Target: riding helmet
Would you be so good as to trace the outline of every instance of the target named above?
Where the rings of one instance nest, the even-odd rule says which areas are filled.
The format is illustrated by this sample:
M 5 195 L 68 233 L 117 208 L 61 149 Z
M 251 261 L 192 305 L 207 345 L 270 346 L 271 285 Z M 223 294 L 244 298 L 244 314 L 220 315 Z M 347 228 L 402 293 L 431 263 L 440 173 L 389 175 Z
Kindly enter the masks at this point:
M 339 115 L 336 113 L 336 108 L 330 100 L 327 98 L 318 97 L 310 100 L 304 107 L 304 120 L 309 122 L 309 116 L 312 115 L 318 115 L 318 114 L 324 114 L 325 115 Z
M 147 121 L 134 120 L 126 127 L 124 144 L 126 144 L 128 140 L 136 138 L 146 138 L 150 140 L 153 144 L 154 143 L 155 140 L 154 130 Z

*-*-*

**Exercise directions**.
Copy every line of the items above word for word, keeping each line unchanged.

**Correct answer**.
Target: riding helmet
Would you be so good as to trace the outline of every instance of the target named above?
Where the rings of one instance nest, the even-odd rule says which areas are filled.
The format is illustrated by this sample:
M 5 195 L 68 233 L 117 208 L 61 149 Z
M 251 261 L 192 305 L 207 345 L 270 346 L 271 285 Z M 223 294 L 244 298 L 244 314 L 220 315 Z M 347 228 L 402 293 L 431 263 L 440 173 L 389 175 Z
Kindly enter the masks at this point:
M 339 115 L 336 113 L 336 108 L 330 100 L 327 98 L 318 97 L 310 100 L 304 107 L 304 120 L 309 122 L 309 116 L 312 115 L 318 115 L 318 114 L 324 114 L 325 115 Z
M 147 121 L 134 120 L 126 127 L 124 144 L 126 144 L 128 140 L 136 138 L 146 138 L 150 140 L 153 144 L 154 143 L 155 140 L 154 130 Z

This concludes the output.